[Excerpts of location labeling data]
(begin)

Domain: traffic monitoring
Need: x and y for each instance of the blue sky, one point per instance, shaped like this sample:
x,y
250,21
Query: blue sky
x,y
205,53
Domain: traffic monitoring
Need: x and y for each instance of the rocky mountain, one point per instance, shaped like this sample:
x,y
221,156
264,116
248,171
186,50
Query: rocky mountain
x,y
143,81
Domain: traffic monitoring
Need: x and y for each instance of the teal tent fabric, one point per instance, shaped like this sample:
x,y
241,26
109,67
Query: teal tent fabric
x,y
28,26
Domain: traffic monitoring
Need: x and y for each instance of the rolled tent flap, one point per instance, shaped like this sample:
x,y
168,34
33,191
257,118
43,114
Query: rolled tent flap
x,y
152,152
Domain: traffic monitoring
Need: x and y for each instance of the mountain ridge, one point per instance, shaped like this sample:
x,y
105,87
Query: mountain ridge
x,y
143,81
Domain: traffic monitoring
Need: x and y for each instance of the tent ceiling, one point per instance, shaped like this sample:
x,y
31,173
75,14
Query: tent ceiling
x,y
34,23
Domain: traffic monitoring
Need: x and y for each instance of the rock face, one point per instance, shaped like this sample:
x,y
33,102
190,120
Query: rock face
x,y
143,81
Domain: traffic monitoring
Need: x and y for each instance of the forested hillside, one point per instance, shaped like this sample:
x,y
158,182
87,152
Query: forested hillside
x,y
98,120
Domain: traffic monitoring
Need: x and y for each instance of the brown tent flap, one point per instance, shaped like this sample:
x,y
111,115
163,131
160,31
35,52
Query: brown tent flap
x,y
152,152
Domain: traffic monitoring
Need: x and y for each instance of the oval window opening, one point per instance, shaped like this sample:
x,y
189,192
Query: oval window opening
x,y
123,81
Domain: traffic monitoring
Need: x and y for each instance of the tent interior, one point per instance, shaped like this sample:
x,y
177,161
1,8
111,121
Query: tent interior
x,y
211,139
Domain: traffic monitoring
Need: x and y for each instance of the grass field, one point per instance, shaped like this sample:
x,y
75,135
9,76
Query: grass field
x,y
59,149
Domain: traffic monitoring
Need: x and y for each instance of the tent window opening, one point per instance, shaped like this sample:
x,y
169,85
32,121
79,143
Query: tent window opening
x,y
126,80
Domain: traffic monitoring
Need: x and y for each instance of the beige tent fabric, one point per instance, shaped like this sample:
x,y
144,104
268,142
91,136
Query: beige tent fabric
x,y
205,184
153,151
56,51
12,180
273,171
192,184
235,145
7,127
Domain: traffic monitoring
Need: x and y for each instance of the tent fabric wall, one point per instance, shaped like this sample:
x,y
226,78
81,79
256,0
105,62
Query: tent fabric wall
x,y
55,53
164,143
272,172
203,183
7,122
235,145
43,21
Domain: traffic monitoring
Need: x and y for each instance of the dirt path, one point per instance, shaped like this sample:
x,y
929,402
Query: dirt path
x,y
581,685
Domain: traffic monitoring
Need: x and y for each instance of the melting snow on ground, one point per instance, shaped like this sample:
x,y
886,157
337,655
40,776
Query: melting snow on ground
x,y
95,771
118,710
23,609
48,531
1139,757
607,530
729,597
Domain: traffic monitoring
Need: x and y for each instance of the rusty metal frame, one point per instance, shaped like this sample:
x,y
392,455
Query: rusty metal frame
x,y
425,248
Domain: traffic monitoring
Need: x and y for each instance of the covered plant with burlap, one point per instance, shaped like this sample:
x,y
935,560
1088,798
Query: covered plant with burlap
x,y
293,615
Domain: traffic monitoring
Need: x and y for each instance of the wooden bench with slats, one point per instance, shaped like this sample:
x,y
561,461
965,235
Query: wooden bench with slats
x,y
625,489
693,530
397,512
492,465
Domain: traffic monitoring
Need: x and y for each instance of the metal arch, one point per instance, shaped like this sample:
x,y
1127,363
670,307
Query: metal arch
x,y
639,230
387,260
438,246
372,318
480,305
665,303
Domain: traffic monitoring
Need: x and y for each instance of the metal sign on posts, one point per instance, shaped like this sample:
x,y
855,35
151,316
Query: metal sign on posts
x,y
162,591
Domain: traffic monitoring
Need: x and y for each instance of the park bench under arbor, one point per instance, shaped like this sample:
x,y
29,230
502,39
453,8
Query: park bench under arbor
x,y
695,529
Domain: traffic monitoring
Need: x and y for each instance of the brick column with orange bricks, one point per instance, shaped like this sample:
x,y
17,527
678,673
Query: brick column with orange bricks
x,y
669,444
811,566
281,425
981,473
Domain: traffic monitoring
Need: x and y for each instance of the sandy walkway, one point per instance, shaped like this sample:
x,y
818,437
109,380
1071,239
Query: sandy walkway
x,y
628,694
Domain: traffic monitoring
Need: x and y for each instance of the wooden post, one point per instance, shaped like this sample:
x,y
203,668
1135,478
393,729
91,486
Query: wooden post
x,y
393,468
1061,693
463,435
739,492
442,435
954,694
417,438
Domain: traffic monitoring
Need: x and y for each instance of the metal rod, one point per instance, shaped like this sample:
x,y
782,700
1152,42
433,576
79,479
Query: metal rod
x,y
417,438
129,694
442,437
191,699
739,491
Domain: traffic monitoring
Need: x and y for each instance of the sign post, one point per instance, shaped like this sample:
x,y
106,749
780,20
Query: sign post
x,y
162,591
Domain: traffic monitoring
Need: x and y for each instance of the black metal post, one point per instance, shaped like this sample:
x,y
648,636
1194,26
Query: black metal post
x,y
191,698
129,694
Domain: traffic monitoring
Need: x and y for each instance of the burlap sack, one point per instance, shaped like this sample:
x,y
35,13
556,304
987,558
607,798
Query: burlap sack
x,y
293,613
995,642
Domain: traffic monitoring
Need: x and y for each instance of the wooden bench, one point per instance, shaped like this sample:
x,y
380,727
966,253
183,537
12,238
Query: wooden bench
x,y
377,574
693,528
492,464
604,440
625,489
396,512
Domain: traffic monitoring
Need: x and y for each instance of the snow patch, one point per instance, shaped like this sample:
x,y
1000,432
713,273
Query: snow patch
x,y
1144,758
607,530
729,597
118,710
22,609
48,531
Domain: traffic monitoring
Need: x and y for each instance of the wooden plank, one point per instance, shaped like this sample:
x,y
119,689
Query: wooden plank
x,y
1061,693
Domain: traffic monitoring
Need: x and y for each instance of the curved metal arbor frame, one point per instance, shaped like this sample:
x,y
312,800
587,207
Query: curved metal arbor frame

(end)

[Exercise] Transcribe all lines as written.

[Final answer]
Domain: traffic monitoring
Need: x and y for each instance of the blue sky, one point per instance, shaped like this sample:
x,y
250,21
Query: blue sky
x,y
205,53
Domain: traffic monitoring
Need: x and y for each instance of the rocky mountain, one point per instance, shaped like this sample:
x,y
221,156
264,116
248,171
186,50
Query: rocky mountain
x,y
143,81
Domain: traffic monitoring
Need: x and y for each instance of the teal tent fabric, one point per instance, shaped like this sample:
x,y
241,26
109,67
Query: teal tent fabric
x,y
28,26
Domain: traffic monitoring
Need: x and y for each instance of the rolled tent flap, one point per instance, shaped like this sample:
x,y
168,34
33,191
257,118
43,114
Query: rolled tent flap
x,y
152,152
Domain: traffic monitoring
Need: x and y for each instance of the mountain ridge, one point per instance, shaped like this sample:
x,y
105,87
Query: mountain ridge
x,y
143,81
Domain: traffic monitoring
Need: x and y for each instance of the tent ceiling, one point per instance, shaped like this sample:
x,y
31,173
75,14
Query: tent ceiling
x,y
34,23
Domain: traffic monitoring
Need: x and y for each instance of the rock face, one point per instance, shaped like this sample:
x,y
33,102
190,120
Query: rock face
x,y
143,81
Domain: traffic monitoring
Need: x and y for each instance of the forested hillside, one point per instance, shaped like this sample:
x,y
158,182
87,152
Query: forested hillside
x,y
98,120
Domain: traffic monitoring
Need: x and y for each instance of the brown tent flap, one point per instance, shaped like this sample:
x,y
111,115
163,131
160,31
35,52
Query: brown tent flap
x,y
152,152
Domain: traffic monitoring
Need: x and y for each instance of the oval window opening, one point per instance, shaped like this sample:
x,y
189,192
Query: oval window opening
x,y
123,81
Domain: traffic monitoring
Need: x and y for each instance of the tent interior, one point per instance, shaped like this sample:
x,y
177,161
1,8
111,121
Query: tent interior
x,y
211,139
Domain: traffic monitoring
Need: x and y for each instance of the grass field, one point per instance, shaped like this sample:
x,y
75,135
9,76
Query: grass field
x,y
59,149
Domain: traffic monitoring
Need: x and y for each instance of the tent window opening, one point per instance, shaped like this sample:
x,y
169,85
32,121
79,143
Query: tent window opening
x,y
126,80
Domain: traffic monitoring
Need: x and y for each instance of the beige tent fabric, one point per instance, shaped like this sample:
x,y
144,104
268,142
91,136
Query: beige tent fabric
x,y
205,184
153,151
56,51
12,180
273,171
192,184
235,145
7,127
Domain: traffic monitoring
Need: x and y for each instance of the tent fabric wall, one point per instance, shaped like this sample:
x,y
226,78
81,79
256,0
105,62
Query: tent fabric wall
x,y
55,53
164,143
272,172
203,183
7,122
235,145
43,21
Domain: traffic monitoring
Need: x and y for each instance of the dirt path, one point per instance, shaped like this sample:
x,y
929,402
Query: dirt path
x,y
581,685
Domain: traffic monitoring
Need: x and y for each instance of the melting snow on ground, one point per instance, shaped like this sample:
x,y
886,157
337,655
40,776
Query: melting snow on ground
x,y
95,771
118,710
23,609
48,531
1139,757
607,530
729,597
Domain: traffic monitoring
Need: x and y for each instance of the rusty metal frame, one point per instance, shaped like this sample:
x,y
392,455
Query: rusty metal frame
x,y
425,248
Domain: traffic monitoring
Need: x and y for each instance of the covered plant with burlap, one point per instance, shaped like this sample:
x,y
935,560
1088,798
Query: covered plant with burlap
x,y
293,615
Domain: traffic monitoring
Need: x and y for each instance of the wooden bench with slats, one point per instance, shaped like this sample:
x,y
561,461
965,235
Query: wooden bench with slats
x,y
625,489
693,530
397,512
492,465
Domain: traffic monitoring
Need: x and y for each instance of the metal arch, one point per instance, shaped like this sample:
x,y
1127,363
670,307
Query: metal arch
x,y
639,230
387,260
438,246
372,318
480,305
665,303
Domain: traffic monitoring
Need: x and y for each instance of the metal sign on posts, one point per instance, shaped like this sample:
x,y
855,35
151,316
Query: metal sign on posts
x,y
162,591
Domain: traffic monitoring
Need: x and y for each instance of the park bench under arbor, one point per instance, shaped like this sample:
x,y
29,230
502,39
453,8
Query: park bench under arbor
x,y
695,529
Domain: traffic monitoring
Need: x and y for each instance of the brick column with orange bricks, one point per instance, shaped like this sample:
x,y
17,527
678,673
Query: brick column with orange bricks
x,y
669,444
811,566
281,425
981,473
Domain: traffic monitoring
Need: x and y for each instance of the sandy walkway, one point per instance, shaped like this sample:
x,y
818,437
109,380
1071,239
Query: sandy walkway
x,y
628,694
Domain: traffic monitoring
Need: x and y for each instance of the wooden post, one point per instance, shaped like this sample:
x,y
203,668
1135,478
393,729
91,486
Query: wooden post
x,y
393,468
1061,693
463,435
739,492
442,435
954,694
417,438
Domain: traffic monitoring
Need: x and y for each instance of the metal rod, one point per instance, shaped like this sample:
x,y
782,700
1152,42
433,576
79,479
Query: metal rod
x,y
417,438
129,694
442,437
191,699
739,491
Domain: traffic monitoring
Need: x and y for each instance of the sign post, one point per instance, shaped like this sample:
x,y
106,749
780,20
Query: sign post
x,y
162,591
Domain: traffic monitoring
Need: x and y for each instance of the black metal post, one point per instance, shaped like this sample:
x,y
648,636
1194,26
Query: black metal post
x,y
191,698
129,694
Domain: traffic monitoring
Need: x and y for each instance of the burlap sack, one point per instance, shaped like this sample:
x,y
35,13
556,304
987,558
607,798
Query: burlap sack
x,y
293,613
995,642
Domain: traffic monitoring
Need: x and y for each instance of the wooden bench, one point per instance, shaped like this sample:
x,y
380,727
966,253
183,537
12,238
Query: wooden bench
x,y
377,574
693,528
492,464
604,440
625,489
396,512
Domain: traffic monitoring
Need: x and y for each instance of the snow patch, one point per instance, shaped like this sample:
x,y
1000,432
713,273
Query: snow patch
x,y
1144,758
607,530
729,597
118,710
22,609
48,531
Domain: traffic monitoring
Need: x and y for each instance of the wooden plank, one point per instance, shaped like this sample:
x,y
119,689
Query: wooden plank
x,y
1061,693
Domain: traffic monitoring
Need: x and y for each instance of the curved metal arbor frame, one point per instance, shaped like this sample:
x,y
312,800
587,207
Query: curved metal arbor frame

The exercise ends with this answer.